## THE REQUEST
Set out every line of the records below as a JSON list of strings, one string per line. Skip blank lines and leave out the pictures.

--------

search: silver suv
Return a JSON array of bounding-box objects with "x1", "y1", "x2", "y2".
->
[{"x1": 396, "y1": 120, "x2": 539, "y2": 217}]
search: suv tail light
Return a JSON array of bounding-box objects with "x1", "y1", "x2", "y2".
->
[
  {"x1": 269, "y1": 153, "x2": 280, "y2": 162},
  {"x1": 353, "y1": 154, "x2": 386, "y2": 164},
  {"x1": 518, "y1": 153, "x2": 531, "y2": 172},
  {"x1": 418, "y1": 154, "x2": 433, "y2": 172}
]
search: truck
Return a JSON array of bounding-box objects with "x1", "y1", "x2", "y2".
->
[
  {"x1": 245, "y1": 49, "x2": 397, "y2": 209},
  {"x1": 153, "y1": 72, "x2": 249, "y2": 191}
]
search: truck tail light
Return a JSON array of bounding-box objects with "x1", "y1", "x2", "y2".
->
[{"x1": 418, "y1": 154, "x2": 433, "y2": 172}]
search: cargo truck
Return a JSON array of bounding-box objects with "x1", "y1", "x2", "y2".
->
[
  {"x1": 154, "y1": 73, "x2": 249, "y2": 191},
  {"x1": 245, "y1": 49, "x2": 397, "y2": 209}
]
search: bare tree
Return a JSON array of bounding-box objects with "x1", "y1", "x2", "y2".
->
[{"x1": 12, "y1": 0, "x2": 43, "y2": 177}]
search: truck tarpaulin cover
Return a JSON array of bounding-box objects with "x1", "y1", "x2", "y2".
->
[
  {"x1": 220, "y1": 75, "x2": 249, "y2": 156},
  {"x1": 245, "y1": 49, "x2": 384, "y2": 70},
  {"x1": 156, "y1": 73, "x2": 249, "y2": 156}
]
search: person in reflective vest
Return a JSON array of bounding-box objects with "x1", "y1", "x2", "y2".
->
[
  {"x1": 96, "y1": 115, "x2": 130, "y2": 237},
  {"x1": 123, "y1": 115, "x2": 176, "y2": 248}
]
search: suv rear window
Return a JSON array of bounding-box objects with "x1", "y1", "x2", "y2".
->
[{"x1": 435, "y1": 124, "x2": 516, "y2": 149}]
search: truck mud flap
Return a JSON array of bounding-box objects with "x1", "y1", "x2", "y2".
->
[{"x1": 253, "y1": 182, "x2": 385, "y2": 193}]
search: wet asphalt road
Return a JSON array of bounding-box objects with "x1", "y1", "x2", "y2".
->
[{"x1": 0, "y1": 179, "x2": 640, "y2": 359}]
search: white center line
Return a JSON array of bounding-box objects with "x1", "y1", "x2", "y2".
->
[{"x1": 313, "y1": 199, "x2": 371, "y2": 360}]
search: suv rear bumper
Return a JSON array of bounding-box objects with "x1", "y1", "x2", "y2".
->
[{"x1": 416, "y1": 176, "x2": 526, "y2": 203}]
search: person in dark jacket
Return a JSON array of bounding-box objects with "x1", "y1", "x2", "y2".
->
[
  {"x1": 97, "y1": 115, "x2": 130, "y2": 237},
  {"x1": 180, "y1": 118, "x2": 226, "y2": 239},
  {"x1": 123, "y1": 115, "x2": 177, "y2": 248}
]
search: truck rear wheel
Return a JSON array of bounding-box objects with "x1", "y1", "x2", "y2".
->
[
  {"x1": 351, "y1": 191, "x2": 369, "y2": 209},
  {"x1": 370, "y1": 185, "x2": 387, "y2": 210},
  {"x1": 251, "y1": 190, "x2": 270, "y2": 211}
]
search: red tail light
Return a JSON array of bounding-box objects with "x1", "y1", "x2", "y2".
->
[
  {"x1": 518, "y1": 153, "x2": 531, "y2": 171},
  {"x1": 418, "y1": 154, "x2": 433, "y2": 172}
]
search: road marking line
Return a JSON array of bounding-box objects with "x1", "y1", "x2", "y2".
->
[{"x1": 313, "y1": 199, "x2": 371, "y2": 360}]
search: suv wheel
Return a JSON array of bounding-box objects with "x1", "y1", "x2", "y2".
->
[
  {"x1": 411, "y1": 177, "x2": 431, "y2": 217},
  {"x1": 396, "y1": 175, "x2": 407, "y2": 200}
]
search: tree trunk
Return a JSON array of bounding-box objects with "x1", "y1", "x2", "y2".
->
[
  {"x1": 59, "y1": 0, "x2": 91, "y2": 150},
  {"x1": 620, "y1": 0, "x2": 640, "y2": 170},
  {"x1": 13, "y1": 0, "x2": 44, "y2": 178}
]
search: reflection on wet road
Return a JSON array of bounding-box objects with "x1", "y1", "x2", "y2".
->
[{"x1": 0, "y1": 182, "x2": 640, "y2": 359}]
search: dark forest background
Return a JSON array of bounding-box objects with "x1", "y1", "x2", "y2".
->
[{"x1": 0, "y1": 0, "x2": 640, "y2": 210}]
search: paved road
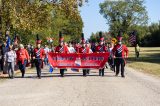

--------

## FULL OUTPUT
[
  "search: silver suv",
  "Return a JSON array of bounding-box objects with \"x1\", \"y1\", \"x2\", \"y2\".",
  "->",
  "[{\"x1\": 396, \"y1\": 120, \"x2\": 539, \"y2\": 217}]",
  "search: suv tail light",
  "Return a JSON array of bounding-box objects with \"x1\", \"y1\", \"x2\", \"y2\".",
  "->",
  "[",
  "  {\"x1\": 269, \"y1\": 153, \"x2\": 280, \"y2\": 162},",
  "  {\"x1\": 353, \"y1\": 154, \"x2\": 386, \"y2\": 164},",
  "  {\"x1\": 518, \"y1\": 153, \"x2\": 531, \"y2\": 172},",
  "  {\"x1\": 418, \"y1\": 154, \"x2\": 433, \"y2\": 172}",
  "]",
  "search: truck",
  "Return a JSON array of bounding-box objects with \"x1\", \"y1\", \"x2\", \"y2\".",
  "->",
  "[",
  "  {\"x1\": 245, \"y1\": 49, \"x2\": 397, \"y2\": 209},",
  "  {\"x1\": 153, \"y1\": 72, \"x2\": 249, \"y2\": 191}",
  "]",
  "search: truck tail light",
  "Return a JSON array of bounding-box objects with \"x1\", \"y1\", \"x2\", \"y2\".",
  "->",
  "[{\"x1\": 418, \"y1\": 154, \"x2\": 433, \"y2\": 172}]",
  "search: cargo truck",
  "Return a JSON array of bounding-box objects with \"x1\", \"y1\", \"x2\", \"y2\".",
  "->",
  "[",
  "  {\"x1\": 154, \"y1\": 73, \"x2\": 249, \"y2\": 191},",
  "  {\"x1\": 245, \"y1\": 49, \"x2\": 397, \"y2\": 209}",
  "]",
  "search: bare tree",
  "Return a JSON array of bounding-box objects with \"x1\", \"y1\", \"x2\", \"y2\".",
  "->",
  "[{\"x1\": 12, \"y1\": 0, \"x2\": 43, \"y2\": 177}]",
  "search: truck tarpaulin cover",
  "Return a JSON array of bounding-box objects with \"x1\", \"y1\", \"x2\", \"y2\".",
  "->",
  "[",
  "  {\"x1\": 220, \"y1\": 75, \"x2\": 249, \"y2\": 156},",
  "  {\"x1\": 245, \"y1\": 49, \"x2\": 384, \"y2\": 70},",
  "  {\"x1\": 156, \"y1\": 73, \"x2\": 249, \"y2\": 156}",
  "]",
  "search: person in reflective vest",
  "Return a JSON array of bounding-box objects with \"x1\", \"y1\", \"x2\", \"y2\".",
  "->",
  "[",
  "  {\"x1\": 96, \"y1\": 115, \"x2\": 130, \"y2\": 237},",
  "  {\"x1\": 123, \"y1\": 115, \"x2\": 176, \"y2\": 248}",
  "]",
  "search: suv rear window",
  "Return a JSON array of bounding-box objects with \"x1\", \"y1\", \"x2\", \"y2\".",
  "->",
  "[{\"x1\": 435, \"y1\": 124, \"x2\": 516, \"y2\": 149}]",
  "search: truck mud flap",
  "Return a JSON array of bounding-box objects with \"x1\", \"y1\", \"x2\", \"y2\".",
  "->",
  "[{\"x1\": 253, \"y1\": 182, \"x2\": 385, \"y2\": 193}]",
  "search: wet asphalt road",
  "Return a JSON array of bounding-box objects with \"x1\", \"y1\", \"x2\", \"y2\".",
  "->",
  "[{\"x1\": 0, \"y1\": 179, \"x2\": 640, \"y2\": 359}]",
  "search: white center line",
  "Return a JSON array of bounding-box objects with \"x1\", \"y1\", \"x2\", \"y2\".",
  "->",
  "[{\"x1\": 313, \"y1\": 199, \"x2\": 371, \"y2\": 360}]",
  "search: suv rear bumper",
  "Return a JSON array of bounding-box objects with \"x1\", \"y1\", \"x2\", \"y2\".",
  "->",
  "[{\"x1\": 416, \"y1\": 176, \"x2\": 526, \"y2\": 203}]",
  "search: person in dark jacket",
  "Return a JSON array of bounding-box objects with \"x1\", \"y1\", \"x2\", \"y2\".",
  "->",
  "[",
  "  {\"x1\": 97, \"y1\": 115, \"x2\": 130, \"y2\": 237},",
  "  {\"x1\": 180, \"y1\": 118, \"x2\": 226, \"y2\": 239},",
  "  {\"x1\": 123, \"y1\": 115, \"x2\": 177, \"y2\": 248}",
  "]",
  "search: truck rear wheel",
  "Return a JSON array of bounding-box objects with \"x1\", \"y1\", \"x2\", \"y2\".",
  "->",
  "[",
  "  {\"x1\": 351, \"y1\": 191, \"x2\": 369, \"y2\": 209},",
  "  {\"x1\": 370, \"y1\": 185, \"x2\": 387, \"y2\": 210},",
  "  {\"x1\": 251, \"y1\": 190, \"x2\": 270, \"y2\": 211}",
  "]",
  "search: red tail light",
  "Return a JSON array of bounding-box objects with \"x1\", \"y1\", \"x2\", \"y2\".",
  "->",
  "[",
  "  {\"x1\": 518, \"y1\": 153, \"x2\": 531, \"y2\": 171},",
  "  {\"x1\": 418, \"y1\": 154, \"x2\": 433, \"y2\": 172}",
  "]",
  "search: road marking line",
  "Return a JSON array of bounding-box objects with \"x1\", \"y1\", \"x2\", \"y2\".",
  "->",
  "[{\"x1\": 313, \"y1\": 199, \"x2\": 371, \"y2\": 360}]",
  "search: suv wheel",
  "Return a JSON array of bounding-box objects with \"x1\", \"y1\", \"x2\", \"y2\".",
  "->",
  "[",
  "  {\"x1\": 411, \"y1\": 177, \"x2\": 431, \"y2\": 217},",
  "  {\"x1\": 396, \"y1\": 175, \"x2\": 407, \"y2\": 200}",
  "]",
  "search: tree trunk",
  "Return a JSON array of bounding-box objects with \"x1\", \"y1\", \"x2\", \"y2\".",
  "->",
  "[",
  "  {\"x1\": 59, \"y1\": 0, \"x2\": 91, \"y2\": 150},",
  "  {\"x1\": 620, \"y1\": 0, \"x2\": 640, \"y2\": 170},",
  "  {\"x1\": 13, \"y1\": 0, \"x2\": 44, \"y2\": 178}",
  "]",
  "search: reflection on wet road",
  "Return a JSON array of bounding-box objects with \"x1\", \"y1\", \"x2\", \"y2\".",
  "->",
  "[{\"x1\": 0, \"y1\": 182, \"x2\": 640, \"y2\": 359}]",
  "search: dark forest background",
  "Return a JSON array of bounding-box objects with \"x1\", \"y1\", \"x2\", \"y2\".",
  "->",
  "[{\"x1\": 0, \"y1\": 0, \"x2\": 640, \"y2\": 210}]",
  "search: paved road"
]